→ **Directions**
Extract the text of every entry below exactly; leave images out.

*** Entries shown ***

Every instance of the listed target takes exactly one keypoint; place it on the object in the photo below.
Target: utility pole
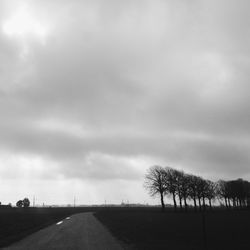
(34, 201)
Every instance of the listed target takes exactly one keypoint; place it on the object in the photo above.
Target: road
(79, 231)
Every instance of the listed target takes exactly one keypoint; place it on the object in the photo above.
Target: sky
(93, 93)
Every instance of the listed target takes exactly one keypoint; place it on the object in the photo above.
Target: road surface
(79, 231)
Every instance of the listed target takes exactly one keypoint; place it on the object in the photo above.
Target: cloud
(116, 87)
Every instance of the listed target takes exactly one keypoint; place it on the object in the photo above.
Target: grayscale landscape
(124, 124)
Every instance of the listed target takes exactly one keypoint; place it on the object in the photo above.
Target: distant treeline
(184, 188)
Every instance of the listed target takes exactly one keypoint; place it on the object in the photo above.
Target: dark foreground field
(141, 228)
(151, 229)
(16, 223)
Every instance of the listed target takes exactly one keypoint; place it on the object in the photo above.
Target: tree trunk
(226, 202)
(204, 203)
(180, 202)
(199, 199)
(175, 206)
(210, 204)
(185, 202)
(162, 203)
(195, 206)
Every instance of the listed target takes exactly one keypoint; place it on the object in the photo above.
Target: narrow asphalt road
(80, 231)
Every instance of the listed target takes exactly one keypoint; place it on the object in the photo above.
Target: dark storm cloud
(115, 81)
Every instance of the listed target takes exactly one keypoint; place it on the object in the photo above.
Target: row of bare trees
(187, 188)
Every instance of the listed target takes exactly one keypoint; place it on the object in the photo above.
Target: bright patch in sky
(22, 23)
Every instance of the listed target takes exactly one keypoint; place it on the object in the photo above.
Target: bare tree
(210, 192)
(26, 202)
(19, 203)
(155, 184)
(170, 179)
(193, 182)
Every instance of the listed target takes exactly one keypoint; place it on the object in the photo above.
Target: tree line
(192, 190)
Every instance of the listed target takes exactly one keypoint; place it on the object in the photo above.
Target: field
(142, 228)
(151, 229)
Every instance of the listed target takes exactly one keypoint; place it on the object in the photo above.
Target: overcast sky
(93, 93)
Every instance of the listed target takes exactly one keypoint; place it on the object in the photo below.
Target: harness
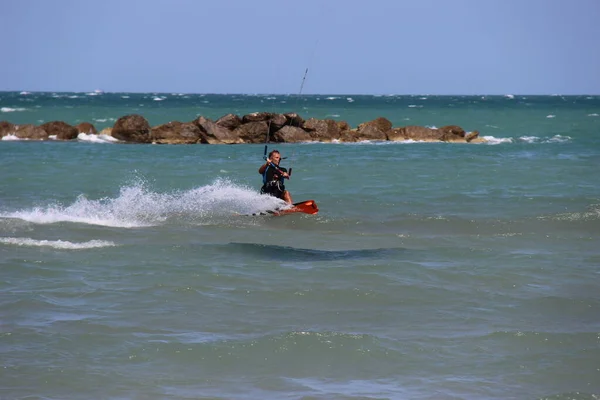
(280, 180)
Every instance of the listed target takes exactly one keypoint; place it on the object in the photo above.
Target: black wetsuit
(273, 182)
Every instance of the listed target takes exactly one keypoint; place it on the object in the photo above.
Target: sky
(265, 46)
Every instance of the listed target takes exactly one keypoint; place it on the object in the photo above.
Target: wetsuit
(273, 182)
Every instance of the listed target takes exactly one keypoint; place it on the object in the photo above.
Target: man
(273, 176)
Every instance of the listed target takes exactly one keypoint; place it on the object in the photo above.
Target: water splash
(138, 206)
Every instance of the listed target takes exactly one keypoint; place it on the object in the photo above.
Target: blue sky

*** End of Entries shown ***

→ **Response below**
Every instance of the listed target takes exactly one keypoint; place it on the object in the photo below.
Target: utility pole
(34, 201)
Every instance of the listed target takes exactly one keypoint; place it on the object in the photo above.
Target: road
(79, 231)
Every instance of the listed target takes exactly one keypoint; place it on the object in the photo above.
Target: sky
(93, 93)
Every instance of the listed target takes exactly one keypoint; place it on the object in the photo above.
Target: road surface
(79, 231)
Every instance of the listed target takes exactly one keypoint; place it on the object in the photo above.
Target: cloud
(116, 87)
Every instance of the listed target takes exactly one keypoint; place it on the object in the photo above.
Target: grayscale landscape
(124, 124)
Every instance of the listed target takes exactly one keypoint; place it on the object in the photo above.
Target: distant treeline
(184, 188)
Every instance of the listed target takes exactly one keypoint; place it on the object in the photo above.
Target: dark foreground field
(141, 228)
(151, 229)
(16, 223)
Every instance of the listed target takes exactly one keypoint; place it on the object in the photo above.
Target: tree trunk
(226, 202)
(204, 203)
(180, 202)
(199, 199)
(175, 206)
(210, 204)
(185, 202)
(162, 203)
(195, 206)
Every instance of the listed target takes exactly one keypoint; place it on the object in the photo above.
Target: narrow asphalt road
(80, 231)
Every instance of the listed target takes exactly one keypoint; place it on the object in the photo above.
Target: dark storm cloud
(115, 81)
Every instance of the listed target takes exactly one keypoint; place it on the object in the photo above.
Target: row of bare trees
(187, 188)
Every instance of the listed target takes exactly one keypoint; place it on the object in the photo above.
Target: bright patch in sky
(22, 23)
Every instance of the listed target takes exactly one keypoint; place it on the object in the photo above.
Target: bare tree
(210, 192)
(26, 202)
(19, 203)
(155, 184)
(170, 179)
(193, 182)
Every instance of the listed target takes exactly one keypoint; place it on the object in the photo above.
Target: tree line
(192, 190)
Every instance of the listed target takes exactly one keypoint; place it on the object in the photo above.
Target: field
(142, 228)
(151, 229)
Every instance of the listed target takes exactly one keypoint; place it on the object in the photo above.
Target: overcast sky
(93, 93)
Every instance of the listed target takes exactly one keypoint; place it on the object in the photo below.
Target: harness
(280, 180)
Every instance of the listed target takes exactly one keypoint; place it on the object in the photo above.
Target: black wetsuit
(273, 182)
Every instance of the listed target takes exactly one keypoint; place it on the object in the photo above.
Target: sky
(265, 46)
Every instance of the listed target takes exactly one keypoint; place it on the object in the photo above.
Target: wetsuit
(273, 182)
Every instance of the listed target takes exactly one keypoint; place it on the object in the photo above.
Target: man
(273, 176)
Every instance of the listed target takes exactly one keypoint; place it on the object in the photo above.
Target: water splash
(138, 206)
Every instance of the listed target takes exactly one keypoint; place it on the object in the photo above.
Target: blue sky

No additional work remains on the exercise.